TEKS
▽

(adik Sidna Hasan dan Sidna Hossein)
Suatu
malam setelah berbincang-bincang tentang sufisme dan para awliya Allah
Swt. Syaikh Sya'rawi bertanya padaku, "Sudahkah aku bercerita tentang
Sayyidah Zainab?"
"Saya belum pernah dengar, Maulana", jawabku.
Syaikh
Sya'rawi bercerita, "Aku bertetangga dengan Sittina Zainab selama 7
tahun, dari 1936 hingga 1942. Waktu itu, aku tinggal di Jalan Prince
Aziz dekat Benteng al-Kabsh, Distrik Sayyidah Zainab.
Aku
masih mahasiswa S1 yang sedang menyiapkan diri mengikuti ujian. Singkat
cerita aku jatuh sakit, sakit parah tak kunjung sembuh hingga
membuatku tak bisa mengikuti imtihan (ujian).
Sama halnya
imtihan semester awal, semester kedua juga terlewati. Jengkel bercampur
sedih lha wong aku selama ini sudah berusaha.
Aku bilang
ke Sayyidah Zainab, "Kita tinggal di sini, di sampingmu, Sittina!
Imtihan terlewati bahkan sampai semester kedua. Hilanglah sudah setahun
ini."

△

KUTIPAN SUMBER
▽

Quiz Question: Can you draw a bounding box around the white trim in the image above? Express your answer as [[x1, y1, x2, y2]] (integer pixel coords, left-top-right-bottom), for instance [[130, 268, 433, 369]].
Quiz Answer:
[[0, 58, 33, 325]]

△

PETUNJUK LATIHAN
Sunting teks dari "(adik Sidna Hasan" sampai "Distrik Sayyidah Zainab." dengan mengganti "bertetangga" menjadi "hidup berdampingan". Data di atas tidak ada hubungannya dengan teks.

HASIL
(adik Sidna Hasan dan Sidna Hossein)
Suatu
malam setelah berbincang-bincang tentang sufisme dan para awliya Allah
Swt. Syaikh Sya'rawi bertanya padaku, "Sudahkah aku bercerita tentang
Sayyidah Zainab?"
"Saya belum pernah dengar, Maulana", jawabku.
Syaikh
Sya'rawi bercerita, "Aku hidup berdampingan dengan Sittina Zainab selama 7
tahun, dari 1936 hingga 1942. Waktu itu, aku tinggal di Jalan Prince
Aziz dekat Benteng al-Kabsh, Distrik Sayyidah Zainab.